┌─ Reading passage

Every scene with Sarah Connor is grim. She’s no longer the scared girl
from the first film. She’s basically female-Rambo. She’s in a mental
institution, she’s buff now, Dr. Silbermann from the first film returns.
MO: I love Earl
Boen in this role. He’s every jackass authority figure you ever met.
LG: I love the
joke about her stabbing him in the knee with a pen in the past.
MO: Or when she
breaks his arm, he complains, and she notes: “There’s 206 bones in the human
body — that’s 1!”
LG: Cameron’s
dialogue is perfectly delivered in this. He really nails the line between fun,
goofy humor and dark cynicism. I’d love to talk about the political correctness
in the humor as well: a lot of critics complained about the violence in the
first film. Cameron gave a rebuke by having John order the Terminator to not
kill anyone. He looks at the camera, does a Boy Scout hand-gesture, and says “I
swear I will not kill anyone.” And he doesn’t…instead he shoots them in the
kneecaps or spine.
MO: “HE’LL LIVE!”
LG: Which is
probably cold comfort to the men he paralyzed. Now, Arnold was a great villain
in the first film, where he symbolized 80s excess and technology coming to
destroy society, but there’s an even better villain here. The T-1000 isn’t just
a shapeshifter: he dons the guise of a police officer, which plays into
Cameron’s pet themes of untrustworthy authority. In fact, all of the heroes are
outlaws of sort.

└─

Exercise requirements:
(1) Repeat the part of the film discussion between "Every scene with" and "first film returns.", inclusive.
(2) In the film discussion, what guise does the T-1000 take on?

┌─ Data to examine

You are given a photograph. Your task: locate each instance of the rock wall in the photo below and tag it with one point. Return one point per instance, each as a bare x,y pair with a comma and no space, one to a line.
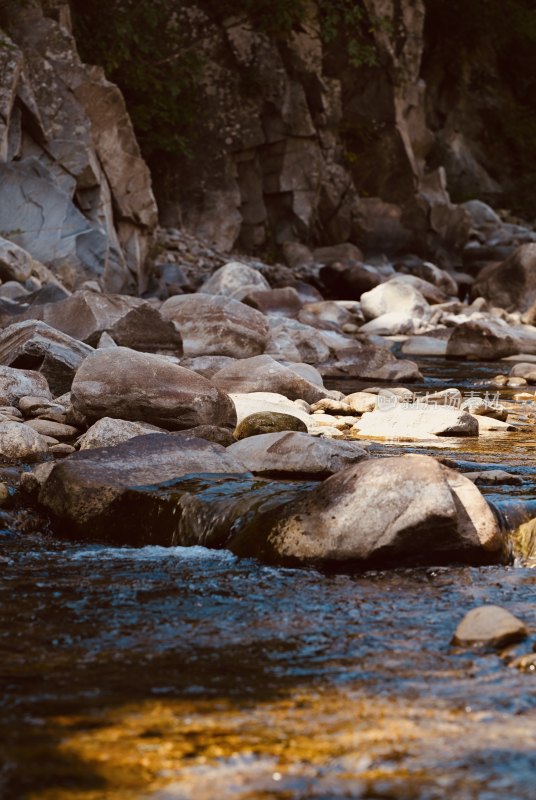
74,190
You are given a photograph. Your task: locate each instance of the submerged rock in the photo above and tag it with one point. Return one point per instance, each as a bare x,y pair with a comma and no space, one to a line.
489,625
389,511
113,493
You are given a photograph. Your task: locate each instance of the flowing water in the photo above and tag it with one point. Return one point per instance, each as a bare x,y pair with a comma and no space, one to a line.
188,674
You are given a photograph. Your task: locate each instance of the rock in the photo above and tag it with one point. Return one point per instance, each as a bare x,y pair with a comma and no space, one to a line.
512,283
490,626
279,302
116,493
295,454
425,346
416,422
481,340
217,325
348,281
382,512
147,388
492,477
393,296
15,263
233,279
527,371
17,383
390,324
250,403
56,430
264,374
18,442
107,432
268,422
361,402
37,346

└─
┌─ Data to examine

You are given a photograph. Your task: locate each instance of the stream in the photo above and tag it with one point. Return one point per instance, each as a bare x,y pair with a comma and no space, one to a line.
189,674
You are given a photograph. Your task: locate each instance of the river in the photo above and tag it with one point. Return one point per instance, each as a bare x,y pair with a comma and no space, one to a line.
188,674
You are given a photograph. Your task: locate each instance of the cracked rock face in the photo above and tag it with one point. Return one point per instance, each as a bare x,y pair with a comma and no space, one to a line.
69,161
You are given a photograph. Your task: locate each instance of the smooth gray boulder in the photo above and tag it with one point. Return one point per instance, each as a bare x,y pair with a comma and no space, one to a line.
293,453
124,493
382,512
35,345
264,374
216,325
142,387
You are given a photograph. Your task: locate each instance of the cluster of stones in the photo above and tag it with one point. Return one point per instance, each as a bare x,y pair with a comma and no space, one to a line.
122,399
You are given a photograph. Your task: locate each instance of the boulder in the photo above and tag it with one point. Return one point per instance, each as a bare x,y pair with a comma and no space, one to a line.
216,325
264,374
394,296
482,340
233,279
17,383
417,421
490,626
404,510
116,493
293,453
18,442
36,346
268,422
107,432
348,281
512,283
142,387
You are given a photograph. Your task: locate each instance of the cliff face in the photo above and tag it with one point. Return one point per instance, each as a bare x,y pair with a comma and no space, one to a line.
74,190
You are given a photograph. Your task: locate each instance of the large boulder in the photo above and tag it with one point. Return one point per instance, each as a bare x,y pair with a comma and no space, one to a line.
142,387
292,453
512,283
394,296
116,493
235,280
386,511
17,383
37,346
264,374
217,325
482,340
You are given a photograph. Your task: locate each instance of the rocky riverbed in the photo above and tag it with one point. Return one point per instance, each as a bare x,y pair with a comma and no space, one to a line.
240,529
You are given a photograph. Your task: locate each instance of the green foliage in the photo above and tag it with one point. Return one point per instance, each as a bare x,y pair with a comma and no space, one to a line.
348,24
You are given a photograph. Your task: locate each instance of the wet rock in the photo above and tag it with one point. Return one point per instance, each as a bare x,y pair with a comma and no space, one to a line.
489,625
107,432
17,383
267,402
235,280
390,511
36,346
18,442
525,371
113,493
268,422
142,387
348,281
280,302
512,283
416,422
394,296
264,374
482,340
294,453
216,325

└─

Task-by-task answers:
(1)
Every scene with Sarah Connor is grim. She’s no longer the scared girl
from the first film. She’s basically female-Rambo. She’s in a mental
institution, she’s buff now, Dr. Silbermann from the first film returns.

(2) A police officer.